*WHAT THE TASK ASKS*
Carry on the Minga extension API reference below from its last line, ahead of the listing.

*TEXT*
◆ ◆ ◆ ◆ ◆ ◆ ◆
Extension API

First time? This is the API reference. For a guided walkthrough of building your first extension from scratch, see the Extension Authoring Guide. For the conceptual foundation (why Elixir is Minga's Elisp, how the BEAM makes extensions safe), read Extensibility.

Extensions are Elixir packages that run inside the editor. They have full access to the BEAM VM, the same way Emacs Lisp packages have full access to the Emacs runtime. Your extension's init/1 callback is where everything happens: register commands, bind keys, hook into the advice system, declare config options.

This page covers every public API an extension can use, with copy-pasteable examples.

Trust Model

Extensions run in the same BEAM VM as the editor. They can call any module, access any ETS table, and exec system commands. There's no sandboxing, no capability system, no permission flags. This is the same trust model as Emacs and Vim: the security boundary is at install time, not runtime.

When a user writes extension :my_ext, git: "..." in their config, they're choosing to trust that code. A confirmation prompt appears for first-time installs from git/hex sources. Pin git extensions to a specific ref: for reproducibility.

The Extension Behaviour

Every extension implements four callbacks. use Minga.Extension gives you a default child_spec/1 (an Agent holding your config), the option/3 macro for declaring typed config options, and a generated __option_schema__/0 function the framework reads at load time. Override child_spec/1 if you need a custom GenServer or supervision tree.

defmodule MingaOrg do
  use Minga.Extension

  # Declare typed config options (validated at load time)
  option :conceal, :boolean,
    default: true,
    description: "Hide markup delimiters and show styled content"
◆ ◆ ◆ ◆ ◆ ◆ ◆
*ROWS*

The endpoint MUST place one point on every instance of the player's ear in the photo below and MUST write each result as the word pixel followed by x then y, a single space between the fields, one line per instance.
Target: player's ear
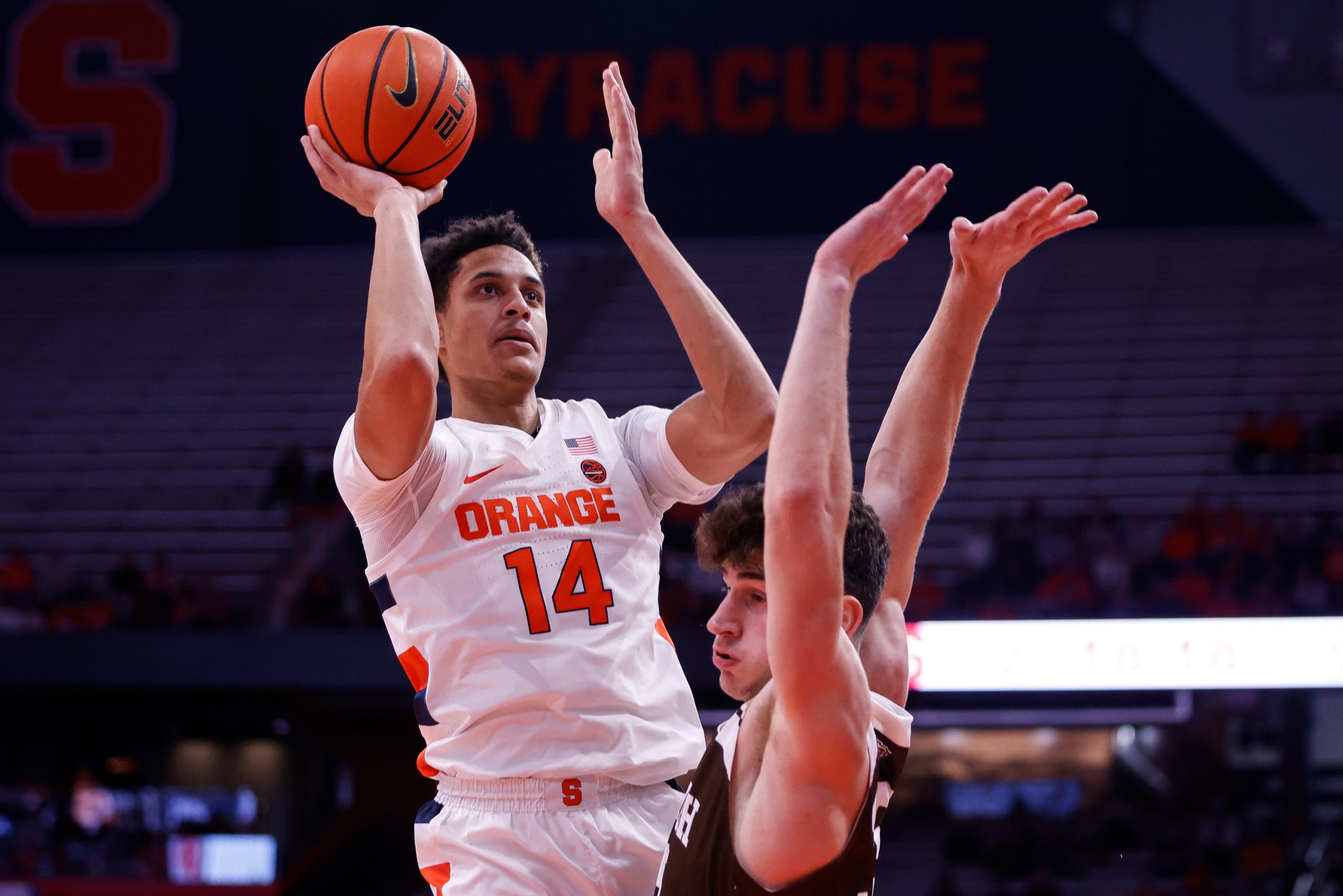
pixel 850 616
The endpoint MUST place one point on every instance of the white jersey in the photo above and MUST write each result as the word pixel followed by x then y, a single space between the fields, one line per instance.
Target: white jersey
pixel 519 582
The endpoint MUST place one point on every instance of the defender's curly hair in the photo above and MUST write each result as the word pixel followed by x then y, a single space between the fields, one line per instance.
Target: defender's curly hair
pixel 734 535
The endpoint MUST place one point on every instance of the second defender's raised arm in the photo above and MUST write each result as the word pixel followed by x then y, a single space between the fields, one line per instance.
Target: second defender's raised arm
pixel 816 767
pixel 724 426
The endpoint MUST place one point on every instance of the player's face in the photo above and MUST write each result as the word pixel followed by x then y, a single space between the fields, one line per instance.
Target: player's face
pixel 493 328
pixel 738 628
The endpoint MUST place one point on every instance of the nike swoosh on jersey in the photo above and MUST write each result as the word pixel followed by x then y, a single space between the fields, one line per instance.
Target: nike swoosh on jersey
pixel 406 97
pixel 480 476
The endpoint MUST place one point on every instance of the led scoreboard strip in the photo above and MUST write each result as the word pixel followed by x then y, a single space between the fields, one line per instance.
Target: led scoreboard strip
pixel 1127 655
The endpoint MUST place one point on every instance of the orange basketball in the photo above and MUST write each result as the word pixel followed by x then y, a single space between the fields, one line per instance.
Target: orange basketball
pixel 394 100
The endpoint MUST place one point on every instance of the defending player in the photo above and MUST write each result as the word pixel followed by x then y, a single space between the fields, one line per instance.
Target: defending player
pixel 790 797
pixel 514 547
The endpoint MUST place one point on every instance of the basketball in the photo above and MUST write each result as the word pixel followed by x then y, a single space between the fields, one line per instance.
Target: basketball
pixel 394 100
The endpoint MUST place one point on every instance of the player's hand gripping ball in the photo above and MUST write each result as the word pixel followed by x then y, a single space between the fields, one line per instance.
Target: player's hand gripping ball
pixel 394 100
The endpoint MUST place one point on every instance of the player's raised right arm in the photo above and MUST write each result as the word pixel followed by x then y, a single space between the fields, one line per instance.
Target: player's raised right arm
pixel 398 398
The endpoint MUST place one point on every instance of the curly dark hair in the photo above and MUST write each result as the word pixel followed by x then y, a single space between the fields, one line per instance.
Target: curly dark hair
pixel 734 534
pixel 444 253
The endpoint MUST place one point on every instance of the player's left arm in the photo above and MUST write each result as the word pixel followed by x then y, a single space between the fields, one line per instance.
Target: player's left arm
pixel 911 456
pixel 727 425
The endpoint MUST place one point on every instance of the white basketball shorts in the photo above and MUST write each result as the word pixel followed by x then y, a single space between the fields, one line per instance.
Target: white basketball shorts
pixel 589 836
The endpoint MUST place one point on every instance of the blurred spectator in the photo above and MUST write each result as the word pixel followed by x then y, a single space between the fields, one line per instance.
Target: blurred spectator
pixel 322 605
pixel 1329 441
pixel 17 575
pixel 1147 887
pixel 1251 444
pixel 927 595
pixel 946 886
pixel 286 482
pixel 1286 440
pixel 1068 590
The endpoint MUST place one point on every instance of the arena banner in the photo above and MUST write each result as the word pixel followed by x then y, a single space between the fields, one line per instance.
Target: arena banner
pixel 164 124
pixel 1127 655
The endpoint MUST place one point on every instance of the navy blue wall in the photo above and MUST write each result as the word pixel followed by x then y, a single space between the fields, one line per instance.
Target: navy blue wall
pixel 1008 94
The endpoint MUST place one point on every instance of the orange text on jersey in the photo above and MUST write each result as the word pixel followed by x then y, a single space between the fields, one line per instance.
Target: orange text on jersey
pixel 496 516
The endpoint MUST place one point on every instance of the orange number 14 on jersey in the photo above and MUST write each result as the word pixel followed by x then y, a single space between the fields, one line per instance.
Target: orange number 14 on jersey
pixel 581 571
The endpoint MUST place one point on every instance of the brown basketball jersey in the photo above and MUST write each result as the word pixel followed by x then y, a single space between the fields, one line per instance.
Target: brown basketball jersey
pixel 700 859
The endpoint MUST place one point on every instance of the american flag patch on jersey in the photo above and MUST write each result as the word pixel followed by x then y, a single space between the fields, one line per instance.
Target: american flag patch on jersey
pixel 581 446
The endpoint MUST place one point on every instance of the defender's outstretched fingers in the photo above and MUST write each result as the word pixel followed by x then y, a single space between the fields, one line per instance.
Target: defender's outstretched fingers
pixel 1072 222
pixel 902 187
pixel 1047 206
pixel 614 116
pixel 926 194
pixel 1064 210
pixel 1020 209
pixel 626 104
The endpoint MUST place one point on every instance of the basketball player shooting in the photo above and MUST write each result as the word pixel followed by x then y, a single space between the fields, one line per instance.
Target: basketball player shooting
pixel 514 547
pixel 792 794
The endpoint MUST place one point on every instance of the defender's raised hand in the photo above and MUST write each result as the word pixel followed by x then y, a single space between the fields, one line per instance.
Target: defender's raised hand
pixel 358 186
pixel 620 169
pixel 877 233
pixel 992 248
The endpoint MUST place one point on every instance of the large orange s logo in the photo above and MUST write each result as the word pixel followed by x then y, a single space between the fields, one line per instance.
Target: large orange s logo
pixel 102 132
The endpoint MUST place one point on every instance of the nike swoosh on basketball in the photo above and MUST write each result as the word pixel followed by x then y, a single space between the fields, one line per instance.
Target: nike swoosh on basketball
pixel 478 476
pixel 406 97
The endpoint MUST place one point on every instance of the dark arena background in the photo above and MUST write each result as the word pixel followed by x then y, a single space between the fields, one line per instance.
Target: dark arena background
pixel 1127 620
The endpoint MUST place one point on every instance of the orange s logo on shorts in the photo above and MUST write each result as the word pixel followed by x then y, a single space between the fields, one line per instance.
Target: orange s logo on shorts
pixel 437 876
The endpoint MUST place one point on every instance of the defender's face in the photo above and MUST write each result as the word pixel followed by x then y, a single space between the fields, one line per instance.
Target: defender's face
pixel 493 328
pixel 738 628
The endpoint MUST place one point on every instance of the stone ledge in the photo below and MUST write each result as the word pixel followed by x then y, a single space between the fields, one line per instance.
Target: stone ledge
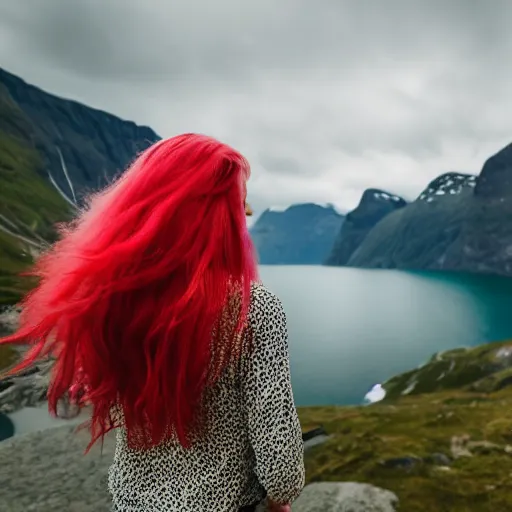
pixel 46 472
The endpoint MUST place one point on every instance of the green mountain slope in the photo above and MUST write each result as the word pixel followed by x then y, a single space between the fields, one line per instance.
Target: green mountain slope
pixel 29 204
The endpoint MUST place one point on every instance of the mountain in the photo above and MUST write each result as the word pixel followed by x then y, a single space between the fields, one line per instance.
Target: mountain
pixel 374 206
pixel 460 222
pixel 53 152
pixel 303 234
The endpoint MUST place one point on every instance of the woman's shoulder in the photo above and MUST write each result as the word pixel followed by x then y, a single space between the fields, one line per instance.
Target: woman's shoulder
pixel 261 295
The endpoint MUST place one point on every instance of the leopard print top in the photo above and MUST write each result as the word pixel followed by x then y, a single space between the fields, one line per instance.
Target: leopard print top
pixel 253 446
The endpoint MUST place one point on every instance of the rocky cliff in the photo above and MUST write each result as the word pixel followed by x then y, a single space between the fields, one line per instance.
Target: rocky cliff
pixel 374 206
pixel 459 222
pixel 52 152
pixel 303 234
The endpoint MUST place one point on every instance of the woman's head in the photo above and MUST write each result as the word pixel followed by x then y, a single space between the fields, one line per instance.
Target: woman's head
pixel 128 299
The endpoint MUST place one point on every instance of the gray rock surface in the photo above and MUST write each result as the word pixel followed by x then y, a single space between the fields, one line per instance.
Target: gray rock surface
pixel 25 390
pixel 345 497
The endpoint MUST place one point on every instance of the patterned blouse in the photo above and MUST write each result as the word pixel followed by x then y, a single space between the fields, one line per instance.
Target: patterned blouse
pixel 254 443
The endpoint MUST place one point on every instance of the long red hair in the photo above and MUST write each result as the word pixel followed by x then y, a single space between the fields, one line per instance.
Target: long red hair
pixel 130 297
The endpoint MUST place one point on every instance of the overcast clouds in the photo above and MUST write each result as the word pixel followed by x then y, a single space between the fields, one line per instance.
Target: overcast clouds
pixel 325 97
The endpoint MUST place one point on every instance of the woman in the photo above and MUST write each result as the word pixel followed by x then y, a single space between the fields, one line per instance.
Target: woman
pixel 151 305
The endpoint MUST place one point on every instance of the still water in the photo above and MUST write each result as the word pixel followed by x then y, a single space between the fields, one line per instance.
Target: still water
pixel 350 328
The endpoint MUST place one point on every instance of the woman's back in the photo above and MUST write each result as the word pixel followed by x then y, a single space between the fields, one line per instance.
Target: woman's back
pixel 252 446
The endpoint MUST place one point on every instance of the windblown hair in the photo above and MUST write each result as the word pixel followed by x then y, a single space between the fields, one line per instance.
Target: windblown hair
pixel 130 299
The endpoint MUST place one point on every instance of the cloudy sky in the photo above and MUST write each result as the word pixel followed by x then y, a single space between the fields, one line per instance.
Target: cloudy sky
pixel 325 97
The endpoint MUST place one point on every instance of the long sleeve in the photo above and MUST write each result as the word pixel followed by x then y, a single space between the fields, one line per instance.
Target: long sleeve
pixel 274 428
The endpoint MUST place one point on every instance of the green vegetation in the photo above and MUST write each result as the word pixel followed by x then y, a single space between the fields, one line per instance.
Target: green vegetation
pixel 29 206
pixel 411 444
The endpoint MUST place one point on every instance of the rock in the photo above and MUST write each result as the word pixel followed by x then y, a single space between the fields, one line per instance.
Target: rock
pixel 459 223
pixel 6 427
pixel 405 463
pixel 47 472
pixel 458 446
pixel 374 206
pixel 438 459
pixel 345 497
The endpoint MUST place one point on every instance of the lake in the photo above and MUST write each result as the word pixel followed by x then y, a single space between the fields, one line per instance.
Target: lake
pixel 351 328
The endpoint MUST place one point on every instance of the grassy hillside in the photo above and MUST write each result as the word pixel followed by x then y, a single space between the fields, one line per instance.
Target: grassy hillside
pixel 445 446
pixel 29 205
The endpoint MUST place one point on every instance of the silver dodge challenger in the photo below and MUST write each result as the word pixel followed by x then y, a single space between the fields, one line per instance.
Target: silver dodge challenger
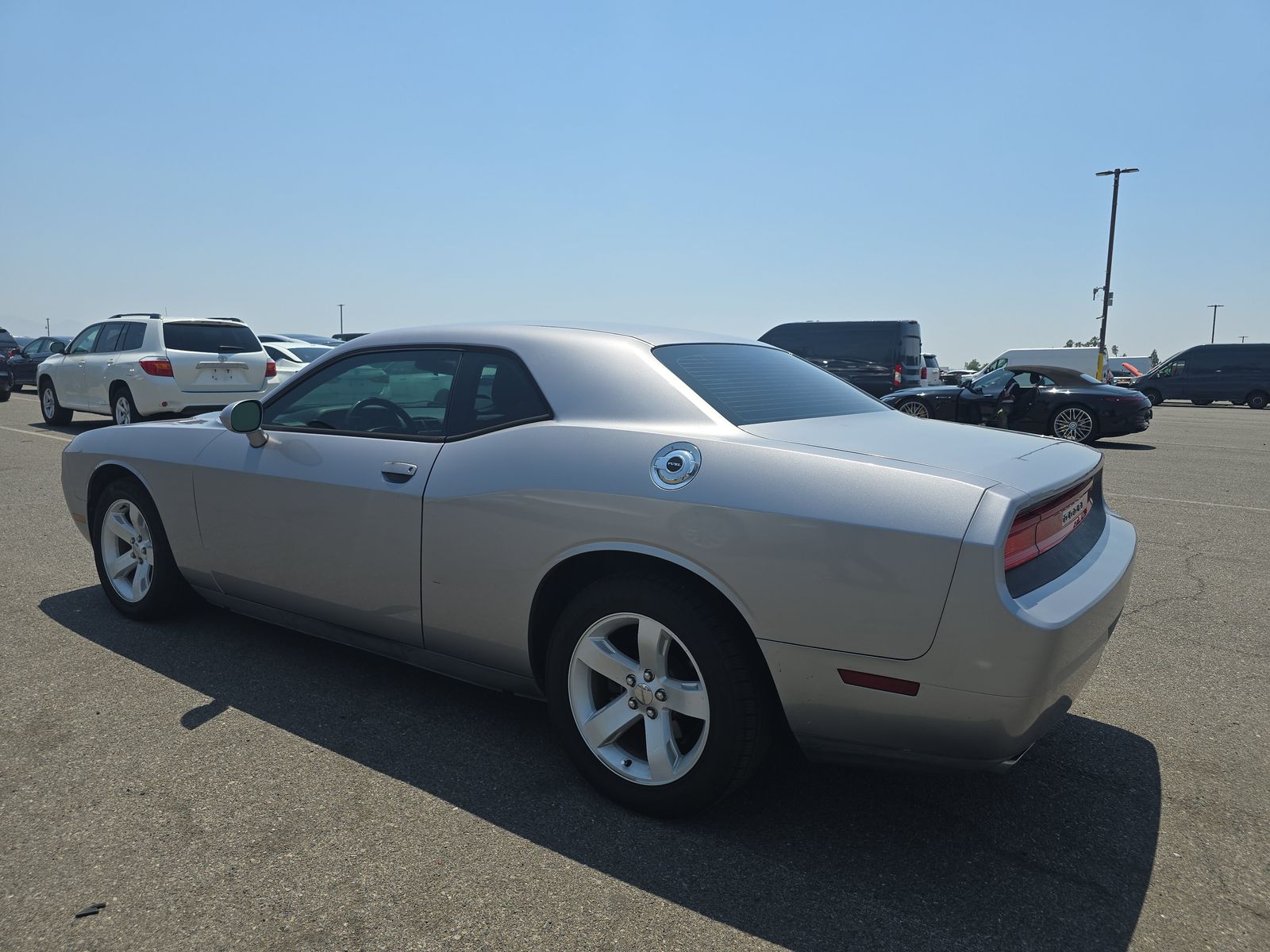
pixel 689 545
◆ ◆ ◆ ◆ ◆ ◆ ◆
*IN RESPONSE*
  option :pretty_bullets, :boolean,
    default: true,
    description: "Replace heading stars with Unicode bullets"

  option :heading_bullets, :string_list,
    default: ["◉", "○", "◈", "◇"],
    description: "Unicode bullets for heading levels"

  @impl true
  def name, do: :minga_org

  @impl true
  def description, do: "Org-mode support"

  @impl true
  def version, do: "0.1.0"

  @impl true
  def init(config) do
    # config is the keyword list from the user's extension declaration.
    # Options declared above are already validated and stored in ETS.
    MingaOrg.Commands.register()
    MingaOrg.Keybindings.register()
    {:ok, %{}}
  end
end

The option macro follows the same pattern as Ecto's field: you declare it at the module level, and use Minga.Extension generates a __option_schema__/0 function from the accumulated declarations. You never write the introspection function yourself.

Lifecycle: The user declares the extension in config.exs. Minga compiles it, validates config options against the schema, calls init/1, then starts child_spec/1 under Extension.Supervisor. On config reload (SPC h r), all extensions stop and re-load from scratch.

Each extension runs under a DynamicSupervisor with :one_for_one strategy. If your extension crashes, only your extension restarts. The editor and other extensions keep running.

Commands

Commands are named functions that users invoke via keybindings or the command palette (SPC :). Every command is a fn(state) -> state function: it receives the full editor state, does something, and returns the (possibly modified) state.

Minga.Command.Registry.register(
  Minga.Command.Registry,
  :org_cycle_todo,                     # unique atom name
  "Cycle TODO keyword on heading",     # shown in command palette
  &MyExtension.Todo.cycle/1            # fn(state) -> state
)

The state map contains buffers.active (the active buffer's PID), vim.mode, window layout, and everything else. You'll mostly interact with the buffer through Buffer.Server (covered below).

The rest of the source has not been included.